> [Selected extract]:

--- begin ---

FINK:  Why did she discard this dog after two weeks?  I‘ve been getting tons of calls saying this is not the first time Ellen DeGeneres after two weeks like an old sweater gets rid of the animal?  And she didn‘t tell us she got rid of the animal.

GORSE:  Well, I haven‘t heard about the other times she has gotten rid of the animals.  But I do know the reason that this happen was she has two cats she has had for a long time and a dog don‘t get along.

FINK:  OK.  Let me stop you as a lawyer, that‘s a lie.  I have the emails to nail them on that.  I have the emails from Porsche, who actually signed the contract saying that the dog was getting along with the cats.  This is why she would never sit for a deposition.

ABRAMS:  Mr. Fink. Let me read ASPCA statement:

“Ms. DeGeneres‘ love and concern for animals has become practically iconic. we have the utmost respect for her actions in trying to provide loving homes for animals in need . We also understand the point of view of Mutts & moms . We would encourage Mutts & Moms to re-visit their approach to this situation and look forward to a positive outcome that reinforces the importance of pets in our society and the human-animal bond.”

I mean, look, the bottom line is you guys didn‘t handle this very well, did you?

FINK:  Mo.  She didn‘t handle it very well.

ABRAMS:  Putting her aside for a minute.  I‘m asking you about how you guys handled it.

FINK:  They handled it just the way any society would.  There‘s a contract.  In the contract there‘s a provision not to transfer the animal without having an application.

ABRAMS:  I‘m now asking you as a practical matter, just because it‘s in the contract to deal with the matter in a particular way.

FINK:  OK.  We said give us the dog back.  Come in and fill out an application.  Meet with us and we would consider you.  Those are the facts.  I have the emails.

ABRAMS;  Ashlan, do you think this is going to make Ellen more popular

less popular?  What impact will it have?

GORSE:  I think that Ellen doesn‘t need to do anything to make her more popular it makes her more compassionate which everybody thought about.  You know, it‘s obviously been getting a lot more exposure that everybody thought something as little as this would be.  I had a question for the lawyer and obviously I‘m a reporter, I‘m not a lawyer.  But it‘s my understanding under California law under the Hadley bill, that when you adopt a dog, it has to be spade or neutered, I think this dog hadn‘t been neutered yet.

--- end ---

> [What you need to do]:
a: Name every speaker who talks in the interview transcript about Ellen DeGeneres's dog.
b: Carry on the interview transcript about Ellen DeGeneres's dog from its final line.

> [Supplied information]:
--- begin ---

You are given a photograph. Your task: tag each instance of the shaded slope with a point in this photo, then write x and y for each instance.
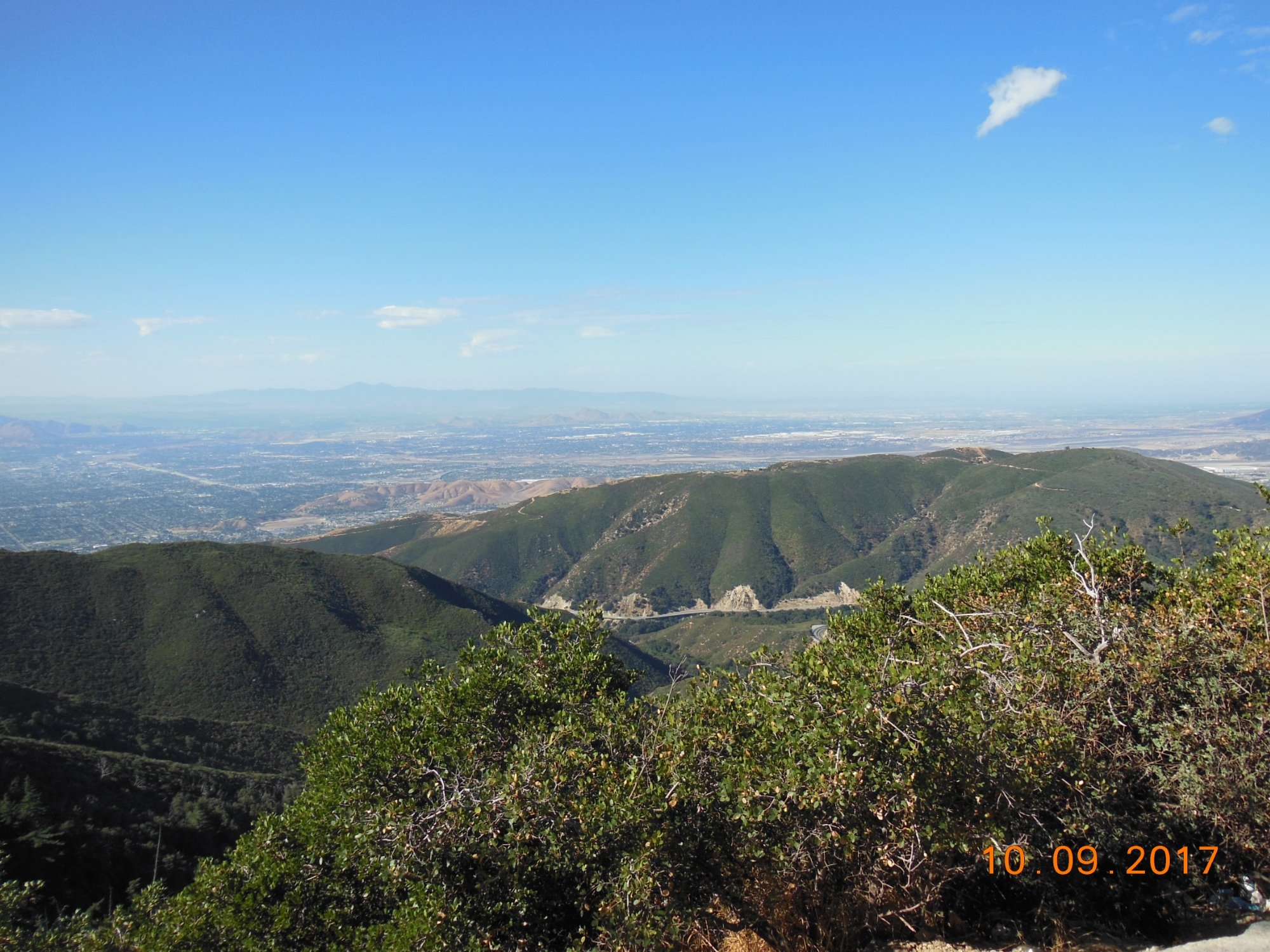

--- end ---

> [Responses to the exercise]:
a: Fink, Gorse, Abrams

b:
FINK:  I believe the dog was neutered.

GORSE:  Well, from what I heard Ellen put up $3,000 of her own money to get it neutered.  Again, that‘s just what I‘m hearing.

FINK:  Wouldn‘t you think the compassionate thing Ellen would have done today when she hurt my client had death threats, go in television and say stop.

ABRAMS:  I will do that.

GORSE:  That is a little too much.

ABRAMS:  Anyone who‘s making death threats out there, it‘s ridiculous, it‘s counter productive, it‘s dangerous, please, please, stop.  All right.  Keith Fink and Ashlan Gorse, thanks a lot.  Appreciate it.

FINK:  Thank you very much.

ABRAMS:  A grandma arrested 35 years after she allegedly broke out of prison for killing her husband.  Now, an exclusive jail house interview she claims she never told her new family about her dark past.  We will show you what else she had to say.

But, first, Fox‘s New Business channel claims to be the place where wall street meets main street.  But considering how much drinks cost where they are sitting, it is not Main Street, my friends.  Just about anyone in America would have a hard time affording regular drinks at that bar.  That‘s next in Beat the Press.


ABRAMS:  It‘s time for tonight‘s Beat the Press.  First up, Meredith Vieira on THE TODAY SHOW interviewed actor Jake Gyllenhaal about his new move “Rendition.”  The conversation turned to his 2006 Oscar movie “Brokeback Mountain” about two men who fall in love.


MEREDITH VIEIRA:   Brokeback mountain—did you have any idea when you were making that what you were sitting on, so to speak?  I probably shouldn‘t use that term.



ABRAMS:  Wow!  Probably not.

Next up, Fox News‘ Shep Smith one of the best—Fox News‘ Shep Smith may have tipped his hand what he thinks of the new business show “Happy Hour” starring dude Cody Willard.


SMITH:  It‘s really, really great.  Cody and Rebecca I don‘t know if they can carry it long term but it was great last night.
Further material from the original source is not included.